[Short problem 1]
In the Caporale bankruptcy judgment, to what date did Hannigan R extend the time for compliance with the Bankruptcy Notices?
[Short problem 2]
Carry on the Caporale bankruptcy judgment from the point where it stops.
— Start of Reading text —
Caporale v The Owners SP58631
[2009] FMCA 941
•25 September 2009
FEDERAL MAGISTRATES COURT OF AUSTRALIA
| CAPORALE v THE OWNERS SP58631 | [2009] FMCA 941 |
| BANKRUPTCY – COSTS – Application for an extension of time to comply and to set aside Bankruptcy Notices – matters settled prior to hearing except for costs – creditor pursued appropriate course to recover outstanding levies – costs awarded to creditor. |
| Strata Schemes Management Act 1996 (NSW) |
| Murdaca v Accounts Control Management Services Pty Ltd [2007] FCA 964 Re Kim Schekeloff, Ex Parte Kim Shekeloff v the Hopkins Group Pty Ltd and Rainer Pty Ltd [1989] FCA 91 |
| Applicant: | ROSA CAPORALE |
| Respondent: | THE OWNERS SP58631 |
| File Number: | SYG 1706 of 2009 |
| Applicant: | GIUSEPPE CAPORALE |
| Respondent: | THE OWNERS SP58631 |
| File Number: | SYG 1707 of 2009 |
| Judgment of: | Lloyd-Jones FM |
| Hearing date: | 3 September 2009 |
| Delivered at: | Sydney |
| Delivered on: | 25 September 2009 |
REPRESENTATION
| Counsel for the Applicants: | Mr M Wilson (Solicitor) |
| Solicitors for the Applicants: | Bayside Solicitors |
| Counsel for the Respondent: | Mr J Prowse (Solicitor) |
| Solicitors for the Respondent: | MCW Lawyers |
ORDERS
The application in respect of SYG1706/2009 filed on 17 July 2009 is dismissed.
The application in respect of SYG1707/2009 filed on 17 July 2009 is dismissed.
The applicants pay the respondent’s costs to be agreed or, in the absence of agreement, as assessed.
| FEDERAL MAGISTRATES COURT OF AUSTRALIA AT SYDNEY |
SYG 1706 of 2009
| ROSA CAPORALE |
Applicant
And
| THE OWNERS SP58631 |
Respondent
SYG 1707 of 2009
| GIUSEPPE CAPORALE |
Applicant
And
| THE OWNERS SP58631 |
Respondent
REASONS FOR JUDGMENT
Background
The applicants, husband Giuseppe Caporale and wife Rosa Caporale, have filed separate proceedings in the Federal Magistrates Court seeking similar orders from the Court in relation to two separate Bankruptcy Notices. Mr Caporale’s Bankruptcy Notice is numbered NN 2592 of 2009 and Mrs Caporale’s is NN 2595 of 2009 (in Federal Magistrates Court proceedings SYG1706 of 2009). At the hearing of 3 September 2009, I heard both matters at the same time as the facts were substantially the same.
On 17 July 2009, the applicants filed applications for an extension of time to comply with the Bankruptcy Notices, to complete their payment arrangements, that the Notices be set aside and finally that the amounts stated in the Notice be reviewed. On the same date, Hannigan R made an order that time for compliance with the Notices be extended to 4 August 2009. Both proceedings were adjourned and the Bankruptcy Notices extended a number of times until the matter came before me for hearing on 3 September 2009.
— End of Reading text —
— Start of Rows —
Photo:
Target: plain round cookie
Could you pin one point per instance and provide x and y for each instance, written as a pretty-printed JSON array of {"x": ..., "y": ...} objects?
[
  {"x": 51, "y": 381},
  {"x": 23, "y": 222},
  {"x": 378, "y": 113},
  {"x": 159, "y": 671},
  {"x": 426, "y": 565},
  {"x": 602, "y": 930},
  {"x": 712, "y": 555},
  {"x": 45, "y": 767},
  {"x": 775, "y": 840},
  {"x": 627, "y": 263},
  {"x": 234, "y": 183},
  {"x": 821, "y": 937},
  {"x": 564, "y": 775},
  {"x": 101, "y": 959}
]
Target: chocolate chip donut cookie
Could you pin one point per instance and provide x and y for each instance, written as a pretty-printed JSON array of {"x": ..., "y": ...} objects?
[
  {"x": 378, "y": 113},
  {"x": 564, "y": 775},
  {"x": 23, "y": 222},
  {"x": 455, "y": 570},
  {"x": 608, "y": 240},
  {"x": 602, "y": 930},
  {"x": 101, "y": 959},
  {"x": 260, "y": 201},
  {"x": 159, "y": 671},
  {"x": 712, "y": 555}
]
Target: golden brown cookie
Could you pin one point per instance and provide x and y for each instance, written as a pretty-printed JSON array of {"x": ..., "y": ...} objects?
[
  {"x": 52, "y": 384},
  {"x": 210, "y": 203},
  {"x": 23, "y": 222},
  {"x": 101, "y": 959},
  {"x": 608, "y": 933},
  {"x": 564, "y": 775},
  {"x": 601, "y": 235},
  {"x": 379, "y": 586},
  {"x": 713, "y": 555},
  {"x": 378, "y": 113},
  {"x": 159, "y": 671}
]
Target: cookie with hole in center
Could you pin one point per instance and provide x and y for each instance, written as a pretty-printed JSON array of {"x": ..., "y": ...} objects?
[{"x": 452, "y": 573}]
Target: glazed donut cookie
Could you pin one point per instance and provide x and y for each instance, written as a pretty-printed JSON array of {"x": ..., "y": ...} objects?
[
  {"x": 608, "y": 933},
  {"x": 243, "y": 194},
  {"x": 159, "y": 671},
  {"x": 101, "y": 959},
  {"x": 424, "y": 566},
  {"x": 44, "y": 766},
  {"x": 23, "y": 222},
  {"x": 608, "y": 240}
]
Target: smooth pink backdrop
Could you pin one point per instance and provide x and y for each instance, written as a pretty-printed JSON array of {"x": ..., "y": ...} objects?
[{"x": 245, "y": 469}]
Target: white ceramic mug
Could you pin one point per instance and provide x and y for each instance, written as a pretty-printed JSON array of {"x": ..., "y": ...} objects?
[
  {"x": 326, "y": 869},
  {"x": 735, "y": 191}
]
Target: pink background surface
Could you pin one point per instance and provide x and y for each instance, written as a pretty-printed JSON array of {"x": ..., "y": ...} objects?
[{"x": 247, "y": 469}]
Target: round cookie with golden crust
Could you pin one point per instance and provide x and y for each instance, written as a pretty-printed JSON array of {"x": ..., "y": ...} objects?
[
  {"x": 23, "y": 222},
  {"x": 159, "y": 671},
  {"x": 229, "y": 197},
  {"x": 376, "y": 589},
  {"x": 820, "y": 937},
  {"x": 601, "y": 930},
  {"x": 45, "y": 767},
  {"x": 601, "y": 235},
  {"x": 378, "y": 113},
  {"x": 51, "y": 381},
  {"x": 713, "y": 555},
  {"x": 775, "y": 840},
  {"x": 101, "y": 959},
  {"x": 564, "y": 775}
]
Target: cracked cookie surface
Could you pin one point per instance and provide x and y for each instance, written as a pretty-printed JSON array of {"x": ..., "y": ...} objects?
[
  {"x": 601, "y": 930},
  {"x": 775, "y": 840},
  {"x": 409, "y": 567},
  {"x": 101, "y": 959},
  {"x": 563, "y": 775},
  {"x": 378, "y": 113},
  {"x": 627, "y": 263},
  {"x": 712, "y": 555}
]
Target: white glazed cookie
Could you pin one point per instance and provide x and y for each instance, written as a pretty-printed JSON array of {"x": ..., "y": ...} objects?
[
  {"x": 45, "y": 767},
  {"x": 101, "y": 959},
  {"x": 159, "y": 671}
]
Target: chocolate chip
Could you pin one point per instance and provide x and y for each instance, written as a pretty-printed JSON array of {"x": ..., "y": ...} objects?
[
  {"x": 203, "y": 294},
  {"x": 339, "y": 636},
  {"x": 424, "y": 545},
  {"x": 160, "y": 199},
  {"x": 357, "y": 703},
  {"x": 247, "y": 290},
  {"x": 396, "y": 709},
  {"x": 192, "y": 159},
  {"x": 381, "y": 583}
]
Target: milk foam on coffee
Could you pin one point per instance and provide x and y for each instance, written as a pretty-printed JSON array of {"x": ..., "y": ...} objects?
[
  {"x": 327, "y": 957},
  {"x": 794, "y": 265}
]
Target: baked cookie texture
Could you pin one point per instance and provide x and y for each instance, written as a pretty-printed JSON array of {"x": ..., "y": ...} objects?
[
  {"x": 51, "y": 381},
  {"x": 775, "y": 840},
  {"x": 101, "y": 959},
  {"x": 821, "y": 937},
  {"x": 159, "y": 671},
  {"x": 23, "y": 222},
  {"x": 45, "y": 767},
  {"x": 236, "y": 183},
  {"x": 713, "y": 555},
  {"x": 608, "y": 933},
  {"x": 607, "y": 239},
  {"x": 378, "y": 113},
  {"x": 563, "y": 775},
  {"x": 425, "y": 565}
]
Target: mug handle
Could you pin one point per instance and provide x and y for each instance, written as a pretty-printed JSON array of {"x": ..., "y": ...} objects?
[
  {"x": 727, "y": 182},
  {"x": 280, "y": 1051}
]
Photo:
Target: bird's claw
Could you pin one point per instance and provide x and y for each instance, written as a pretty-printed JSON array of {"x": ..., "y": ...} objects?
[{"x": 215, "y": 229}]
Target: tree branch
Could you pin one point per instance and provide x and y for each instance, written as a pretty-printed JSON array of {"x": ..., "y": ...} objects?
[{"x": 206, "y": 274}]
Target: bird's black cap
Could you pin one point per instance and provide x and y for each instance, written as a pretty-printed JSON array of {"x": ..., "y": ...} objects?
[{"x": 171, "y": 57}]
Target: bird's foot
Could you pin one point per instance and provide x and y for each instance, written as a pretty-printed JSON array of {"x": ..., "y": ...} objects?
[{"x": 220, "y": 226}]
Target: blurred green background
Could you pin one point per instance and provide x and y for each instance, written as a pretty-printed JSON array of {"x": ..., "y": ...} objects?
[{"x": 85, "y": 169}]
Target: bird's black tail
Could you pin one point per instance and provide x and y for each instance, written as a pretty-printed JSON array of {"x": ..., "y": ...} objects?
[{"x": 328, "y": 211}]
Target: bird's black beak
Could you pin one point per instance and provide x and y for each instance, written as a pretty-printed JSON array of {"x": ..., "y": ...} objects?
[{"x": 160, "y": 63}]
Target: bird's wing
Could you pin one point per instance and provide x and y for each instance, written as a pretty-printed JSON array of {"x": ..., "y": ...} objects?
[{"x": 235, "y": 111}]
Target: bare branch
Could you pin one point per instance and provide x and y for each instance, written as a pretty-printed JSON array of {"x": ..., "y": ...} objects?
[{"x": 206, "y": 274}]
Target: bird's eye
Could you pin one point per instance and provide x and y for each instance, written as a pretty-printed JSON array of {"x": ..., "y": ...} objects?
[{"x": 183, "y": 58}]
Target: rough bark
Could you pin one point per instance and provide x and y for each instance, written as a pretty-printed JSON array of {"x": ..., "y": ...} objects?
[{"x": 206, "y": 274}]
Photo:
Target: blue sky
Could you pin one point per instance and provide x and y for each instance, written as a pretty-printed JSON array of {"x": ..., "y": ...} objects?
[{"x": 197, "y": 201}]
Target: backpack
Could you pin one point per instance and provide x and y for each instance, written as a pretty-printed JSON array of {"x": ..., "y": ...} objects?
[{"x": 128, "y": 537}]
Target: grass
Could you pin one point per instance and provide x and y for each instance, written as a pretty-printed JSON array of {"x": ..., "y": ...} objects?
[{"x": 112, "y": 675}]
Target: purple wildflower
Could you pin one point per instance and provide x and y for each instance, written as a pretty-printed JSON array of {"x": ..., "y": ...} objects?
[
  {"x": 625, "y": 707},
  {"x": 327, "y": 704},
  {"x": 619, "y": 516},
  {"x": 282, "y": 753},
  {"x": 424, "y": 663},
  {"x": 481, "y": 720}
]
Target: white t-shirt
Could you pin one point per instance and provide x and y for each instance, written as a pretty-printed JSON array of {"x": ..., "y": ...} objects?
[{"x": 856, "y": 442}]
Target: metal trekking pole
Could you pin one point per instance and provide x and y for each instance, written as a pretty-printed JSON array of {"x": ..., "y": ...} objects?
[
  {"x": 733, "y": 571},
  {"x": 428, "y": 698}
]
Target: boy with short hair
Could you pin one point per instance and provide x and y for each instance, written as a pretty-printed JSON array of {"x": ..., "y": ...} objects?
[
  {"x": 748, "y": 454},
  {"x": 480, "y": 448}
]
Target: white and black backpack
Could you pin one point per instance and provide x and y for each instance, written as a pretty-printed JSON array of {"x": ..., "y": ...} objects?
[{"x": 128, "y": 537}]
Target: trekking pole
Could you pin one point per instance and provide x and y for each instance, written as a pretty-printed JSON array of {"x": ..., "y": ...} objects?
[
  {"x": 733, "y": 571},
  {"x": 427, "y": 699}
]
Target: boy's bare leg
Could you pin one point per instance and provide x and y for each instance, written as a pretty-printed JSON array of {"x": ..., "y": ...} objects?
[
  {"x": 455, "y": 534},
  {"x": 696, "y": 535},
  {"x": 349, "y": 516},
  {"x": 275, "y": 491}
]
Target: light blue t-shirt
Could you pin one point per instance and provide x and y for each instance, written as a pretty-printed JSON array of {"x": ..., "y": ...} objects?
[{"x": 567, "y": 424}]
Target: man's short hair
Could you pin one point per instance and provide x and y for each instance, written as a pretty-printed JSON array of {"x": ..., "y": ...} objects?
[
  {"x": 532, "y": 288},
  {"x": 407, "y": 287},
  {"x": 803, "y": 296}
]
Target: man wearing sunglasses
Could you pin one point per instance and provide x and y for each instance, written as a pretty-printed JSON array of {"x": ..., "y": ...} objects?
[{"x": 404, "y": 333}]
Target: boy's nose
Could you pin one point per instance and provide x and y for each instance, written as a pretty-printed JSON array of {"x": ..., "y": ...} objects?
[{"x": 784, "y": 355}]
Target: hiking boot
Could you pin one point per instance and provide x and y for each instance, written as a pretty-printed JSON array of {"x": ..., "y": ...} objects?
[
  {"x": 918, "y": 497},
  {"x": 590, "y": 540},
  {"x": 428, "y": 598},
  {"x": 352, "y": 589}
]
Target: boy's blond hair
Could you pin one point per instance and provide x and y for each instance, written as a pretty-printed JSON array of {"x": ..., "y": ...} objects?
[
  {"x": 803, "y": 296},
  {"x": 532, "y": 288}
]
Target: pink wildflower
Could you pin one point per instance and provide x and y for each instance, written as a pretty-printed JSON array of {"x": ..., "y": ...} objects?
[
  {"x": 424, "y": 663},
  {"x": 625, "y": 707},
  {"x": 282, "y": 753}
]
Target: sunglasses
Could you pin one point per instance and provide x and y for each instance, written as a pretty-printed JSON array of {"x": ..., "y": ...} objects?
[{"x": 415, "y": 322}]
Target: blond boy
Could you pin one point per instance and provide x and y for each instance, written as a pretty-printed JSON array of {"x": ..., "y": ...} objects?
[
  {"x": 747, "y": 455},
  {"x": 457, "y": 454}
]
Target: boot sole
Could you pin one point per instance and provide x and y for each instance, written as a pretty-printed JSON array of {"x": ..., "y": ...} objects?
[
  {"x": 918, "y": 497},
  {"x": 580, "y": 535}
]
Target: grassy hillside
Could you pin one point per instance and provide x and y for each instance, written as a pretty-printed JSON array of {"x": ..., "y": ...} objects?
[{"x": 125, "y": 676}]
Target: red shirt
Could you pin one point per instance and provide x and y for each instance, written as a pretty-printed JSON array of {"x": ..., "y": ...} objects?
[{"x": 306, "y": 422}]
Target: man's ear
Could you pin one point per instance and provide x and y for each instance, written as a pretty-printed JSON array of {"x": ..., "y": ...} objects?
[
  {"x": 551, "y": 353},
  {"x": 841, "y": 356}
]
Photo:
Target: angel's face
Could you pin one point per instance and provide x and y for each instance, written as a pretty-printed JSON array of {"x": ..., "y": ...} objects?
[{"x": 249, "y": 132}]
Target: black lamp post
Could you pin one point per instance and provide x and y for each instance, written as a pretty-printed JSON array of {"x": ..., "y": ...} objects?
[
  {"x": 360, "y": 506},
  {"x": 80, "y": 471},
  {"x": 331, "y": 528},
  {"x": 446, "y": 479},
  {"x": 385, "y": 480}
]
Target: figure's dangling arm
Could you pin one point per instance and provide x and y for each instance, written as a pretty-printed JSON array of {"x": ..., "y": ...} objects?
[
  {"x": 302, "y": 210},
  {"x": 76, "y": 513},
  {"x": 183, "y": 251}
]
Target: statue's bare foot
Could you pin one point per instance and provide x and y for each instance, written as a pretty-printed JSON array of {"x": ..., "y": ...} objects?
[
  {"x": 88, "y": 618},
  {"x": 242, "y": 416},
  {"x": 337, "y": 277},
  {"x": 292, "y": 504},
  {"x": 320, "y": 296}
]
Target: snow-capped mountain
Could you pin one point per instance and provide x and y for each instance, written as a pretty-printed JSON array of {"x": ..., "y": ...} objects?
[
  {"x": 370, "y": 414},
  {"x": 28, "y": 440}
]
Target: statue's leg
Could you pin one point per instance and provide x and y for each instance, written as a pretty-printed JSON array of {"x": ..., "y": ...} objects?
— End of Rows —
[Right answer 1]
4 August 2009.

[Right answer 2]
On 3 September 2009, Mr Prowse for the respondent notified the Court that he had just been given two bank cheques in relation to Mr and Mrs Caporale’s debts and in satisfaction of the outstanding amounts in both Bankruptcy Notices. Therefore, the only issue to be resolved was that of costs of the parties.
Respondent’s submissions on costs
Mr Prowse submits that the applications as filed were hopeless and bound to fail. He relied on Re Kim Schekeloff, Ex Parte Kim Shekeloff v the Hopkins Group Pty Ltd and Rainer Pty Ltd [1989] FCA 91 as authority for the proposition that a Notice cannot be set aside because of an instalment order granted after service of the Notice. In this case, Mr and Mrs Caporale applied in the Local Court for such an instalment order. Mr Prowse submits that on the basis that this ground is hopeless, the creditor is entitled to its costs even though the debt has been paid.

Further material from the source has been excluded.